SELECTED EXCERPT:
━━━━━━━━━━
Opinion
On thе evening of January 31, 1997, plaintiff Jamal Hassoon was wounded when he was hit by a round fired from a semiautomatic weapon by a passerby. The shooting occurred as Hassoon stood in Daldas Grocery, defendants’ grocery store on Eddy Street in the Tenderloin district of San Francisco. Plaintiff filed this suit for personal injury damages against the store’s.owners and one of their employees, alleging defendants had breached a duty of care to protect him from violent acts by third parties while he was present on their premises. Following a period of discovery, defendants moved the trial court for an order granting them summary judgment on the ground that, because the shooting was not reasonably foreseeable, they owed plaintiff no duty of care that сould be breached to support liability in tort. After the trial court granted the motion, plaintiff timely filed this appeal. We affirm.
━━━━━━━━━━
WRITTEN EXERCISE 1: Rewrite the rows from the line containing "Each instance of the electrical" through the end of the rows, keeping the requests and their format samples unchanged. Multiply each answer coordinate by 0.45 and round to a whole number, rounding halves up. Leave out the pictures.
━━━━━━━━━━
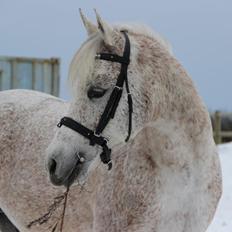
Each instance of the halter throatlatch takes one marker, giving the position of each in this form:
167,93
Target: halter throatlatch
111,106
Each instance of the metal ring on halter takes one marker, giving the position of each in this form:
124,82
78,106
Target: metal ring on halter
81,159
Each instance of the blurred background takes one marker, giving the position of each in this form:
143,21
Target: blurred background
199,32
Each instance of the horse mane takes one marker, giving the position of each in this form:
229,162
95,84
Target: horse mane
83,61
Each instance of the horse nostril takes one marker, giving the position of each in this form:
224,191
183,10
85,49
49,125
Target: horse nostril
52,166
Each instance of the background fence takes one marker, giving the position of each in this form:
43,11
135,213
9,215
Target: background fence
220,134
30,73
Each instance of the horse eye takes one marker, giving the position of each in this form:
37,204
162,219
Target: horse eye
95,92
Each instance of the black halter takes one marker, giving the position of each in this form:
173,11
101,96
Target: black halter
111,106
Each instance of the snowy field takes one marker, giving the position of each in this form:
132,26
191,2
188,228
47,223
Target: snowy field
223,218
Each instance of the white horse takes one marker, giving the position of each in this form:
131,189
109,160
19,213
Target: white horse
166,178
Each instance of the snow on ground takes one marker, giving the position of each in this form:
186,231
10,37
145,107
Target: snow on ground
223,219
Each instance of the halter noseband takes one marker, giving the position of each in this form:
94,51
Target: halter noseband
111,106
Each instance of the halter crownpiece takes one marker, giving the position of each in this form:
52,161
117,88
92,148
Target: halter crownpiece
111,106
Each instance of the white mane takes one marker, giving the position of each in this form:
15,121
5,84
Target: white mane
83,61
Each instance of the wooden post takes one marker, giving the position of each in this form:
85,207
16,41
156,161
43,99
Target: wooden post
0,79
217,127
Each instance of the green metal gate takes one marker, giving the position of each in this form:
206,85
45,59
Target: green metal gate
30,73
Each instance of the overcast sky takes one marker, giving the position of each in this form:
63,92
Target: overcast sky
200,32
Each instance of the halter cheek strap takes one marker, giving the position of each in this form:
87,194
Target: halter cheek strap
111,106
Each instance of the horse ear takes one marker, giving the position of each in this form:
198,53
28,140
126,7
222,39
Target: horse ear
105,29
89,26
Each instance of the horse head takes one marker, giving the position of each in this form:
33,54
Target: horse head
94,75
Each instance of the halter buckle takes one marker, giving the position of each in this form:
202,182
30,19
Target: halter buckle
117,87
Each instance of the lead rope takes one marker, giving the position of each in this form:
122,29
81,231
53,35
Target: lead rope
130,109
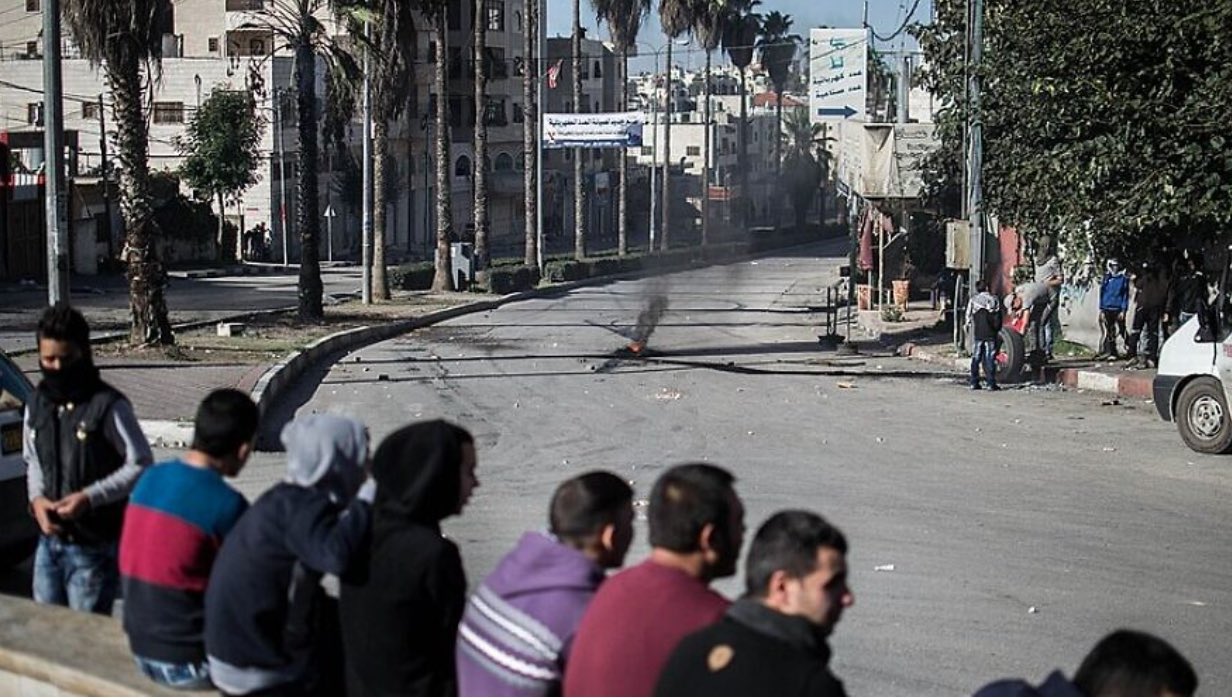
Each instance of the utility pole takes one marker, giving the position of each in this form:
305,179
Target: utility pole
976,153
367,169
53,158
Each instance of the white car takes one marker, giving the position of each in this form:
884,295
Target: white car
17,529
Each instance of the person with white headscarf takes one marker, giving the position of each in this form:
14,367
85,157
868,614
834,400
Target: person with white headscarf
265,608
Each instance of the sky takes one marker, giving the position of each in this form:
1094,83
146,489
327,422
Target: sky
883,15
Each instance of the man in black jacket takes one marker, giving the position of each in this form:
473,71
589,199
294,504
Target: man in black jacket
774,640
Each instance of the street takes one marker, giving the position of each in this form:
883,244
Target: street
992,534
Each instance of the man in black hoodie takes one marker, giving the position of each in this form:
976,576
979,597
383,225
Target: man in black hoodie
403,597
774,640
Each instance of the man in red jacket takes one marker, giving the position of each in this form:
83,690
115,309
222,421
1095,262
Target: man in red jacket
638,616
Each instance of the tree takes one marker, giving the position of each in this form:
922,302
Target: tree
778,47
624,20
222,149
675,17
436,11
739,35
123,36
298,28
1116,154
710,20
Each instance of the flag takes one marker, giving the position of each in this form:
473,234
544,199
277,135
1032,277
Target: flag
552,74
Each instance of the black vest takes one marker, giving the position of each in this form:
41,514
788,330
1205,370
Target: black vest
74,453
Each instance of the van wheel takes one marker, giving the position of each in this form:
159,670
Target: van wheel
1203,417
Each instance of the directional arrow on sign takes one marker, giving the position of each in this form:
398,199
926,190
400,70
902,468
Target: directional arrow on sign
845,111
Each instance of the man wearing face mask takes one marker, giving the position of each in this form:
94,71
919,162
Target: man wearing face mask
774,640
84,452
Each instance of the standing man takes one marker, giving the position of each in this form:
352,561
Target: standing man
984,316
774,640
638,616
1114,302
84,452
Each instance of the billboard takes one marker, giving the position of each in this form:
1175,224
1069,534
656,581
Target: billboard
838,64
604,129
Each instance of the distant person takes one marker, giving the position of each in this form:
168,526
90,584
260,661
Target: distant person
640,614
266,613
178,517
774,640
1114,303
542,587
1126,662
403,596
984,316
84,451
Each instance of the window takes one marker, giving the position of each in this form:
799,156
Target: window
495,15
168,112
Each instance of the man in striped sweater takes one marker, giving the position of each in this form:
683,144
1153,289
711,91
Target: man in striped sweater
178,517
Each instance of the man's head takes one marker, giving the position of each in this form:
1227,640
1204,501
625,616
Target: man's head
797,566
224,430
594,513
1127,662
63,337
694,510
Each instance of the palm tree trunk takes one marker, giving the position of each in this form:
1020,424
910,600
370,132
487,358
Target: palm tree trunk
311,309
380,187
481,140
147,278
444,278
665,225
531,72
622,172
705,159
579,185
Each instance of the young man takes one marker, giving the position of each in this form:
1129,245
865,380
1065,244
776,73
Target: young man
773,641
984,318
542,587
84,452
1125,662
640,616
178,517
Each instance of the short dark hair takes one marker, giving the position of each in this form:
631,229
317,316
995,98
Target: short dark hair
584,505
684,500
789,542
226,420
64,324
1129,662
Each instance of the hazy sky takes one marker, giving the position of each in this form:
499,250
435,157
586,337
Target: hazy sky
883,15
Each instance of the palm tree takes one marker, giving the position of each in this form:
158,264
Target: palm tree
122,36
710,20
297,27
479,209
394,54
739,35
624,20
579,186
436,11
675,16
532,70
778,47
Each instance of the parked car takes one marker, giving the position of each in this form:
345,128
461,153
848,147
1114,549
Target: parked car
17,529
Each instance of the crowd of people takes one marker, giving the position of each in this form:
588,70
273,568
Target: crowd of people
221,593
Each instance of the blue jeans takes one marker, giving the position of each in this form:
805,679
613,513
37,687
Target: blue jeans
84,577
192,676
983,352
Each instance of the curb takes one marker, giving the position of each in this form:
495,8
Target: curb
1121,384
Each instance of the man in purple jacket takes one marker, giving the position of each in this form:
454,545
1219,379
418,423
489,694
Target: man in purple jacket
518,628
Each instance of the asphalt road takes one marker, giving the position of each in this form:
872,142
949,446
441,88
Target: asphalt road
1020,526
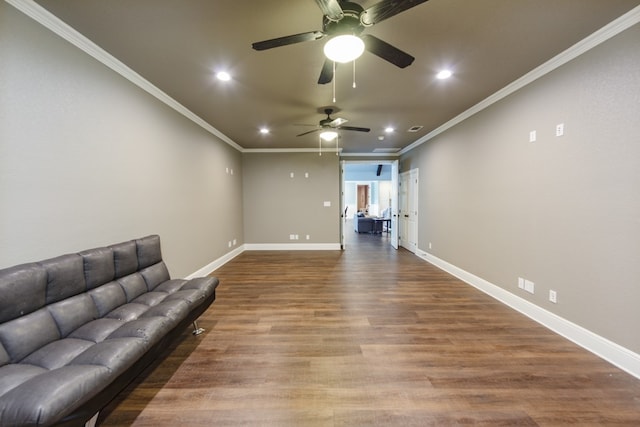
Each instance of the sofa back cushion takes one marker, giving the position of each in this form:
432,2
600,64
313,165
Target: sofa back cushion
65,277
23,290
99,267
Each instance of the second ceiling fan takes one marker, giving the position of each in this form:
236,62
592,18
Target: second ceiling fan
349,18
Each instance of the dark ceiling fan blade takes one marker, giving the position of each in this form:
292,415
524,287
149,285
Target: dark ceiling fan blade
387,52
308,132
286,40
386,9
326,75
331,9
357,129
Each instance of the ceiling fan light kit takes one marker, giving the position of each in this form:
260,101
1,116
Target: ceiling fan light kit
344,48
329,135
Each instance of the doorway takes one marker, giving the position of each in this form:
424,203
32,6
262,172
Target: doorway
408,210
363,198
371,188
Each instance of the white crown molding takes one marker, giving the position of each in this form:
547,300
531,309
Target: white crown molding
289,150
68,33
605,33
370,154
613,353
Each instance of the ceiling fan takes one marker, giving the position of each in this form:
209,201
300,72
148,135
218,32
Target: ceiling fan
333,124
345,17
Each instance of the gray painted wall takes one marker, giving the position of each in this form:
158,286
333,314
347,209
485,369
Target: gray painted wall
88,159
277,205
563,212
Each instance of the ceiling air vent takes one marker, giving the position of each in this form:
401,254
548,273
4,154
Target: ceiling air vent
386,150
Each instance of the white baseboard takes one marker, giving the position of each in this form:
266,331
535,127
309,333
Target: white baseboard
211,267
292,246
613,353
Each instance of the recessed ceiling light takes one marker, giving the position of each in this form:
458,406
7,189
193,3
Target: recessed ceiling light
444,74
224,76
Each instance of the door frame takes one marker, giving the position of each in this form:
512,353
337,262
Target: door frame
395,166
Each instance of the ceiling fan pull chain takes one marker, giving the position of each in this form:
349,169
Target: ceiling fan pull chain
334,81
354,73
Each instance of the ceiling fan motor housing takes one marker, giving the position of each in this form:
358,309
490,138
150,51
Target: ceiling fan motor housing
349,23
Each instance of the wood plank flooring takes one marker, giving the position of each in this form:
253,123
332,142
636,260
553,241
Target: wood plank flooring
369,337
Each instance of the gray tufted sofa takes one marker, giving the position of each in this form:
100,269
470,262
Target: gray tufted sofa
76,329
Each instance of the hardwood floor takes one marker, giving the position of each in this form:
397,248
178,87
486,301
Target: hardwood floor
369,337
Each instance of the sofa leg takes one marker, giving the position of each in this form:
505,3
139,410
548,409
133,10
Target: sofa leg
196,330
93,421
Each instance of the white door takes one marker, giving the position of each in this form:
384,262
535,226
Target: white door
343,209
409,210
394,204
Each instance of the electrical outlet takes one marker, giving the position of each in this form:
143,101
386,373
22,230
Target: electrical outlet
529,286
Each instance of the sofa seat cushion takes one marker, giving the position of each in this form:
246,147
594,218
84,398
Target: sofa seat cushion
50,393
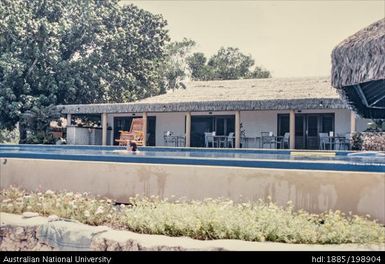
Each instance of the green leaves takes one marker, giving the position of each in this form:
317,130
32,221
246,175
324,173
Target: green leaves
━━━━━━━━━━
WRITTEN EXERCISE 2:
Answer from the opinion:
(a) On what date did the shooting occur?
(b) On which street was the grocery store located?
(c) What did the court decide on appeal?

WRITTEN ANSWER 1:
Each instance of the electrical outlet takes one marker, giving the position of each in this form:
143,101
386,373
22,230
Target: electrical outlet
238,129
Each instance of the sofa seat cushion takes one marker, giving the position of each in this form:
246,147
594,218
84,398
Target: sofa seat cushion
23,177
Each instance of the green leaves takes one marker, giving the position of each in this form:
317,130
32,221
246,175
324,173
Target: green leaves

WRITTEN ANSWER 2:
(a) January 31, 1997
(b) Eddy Street
(c) It affirmed.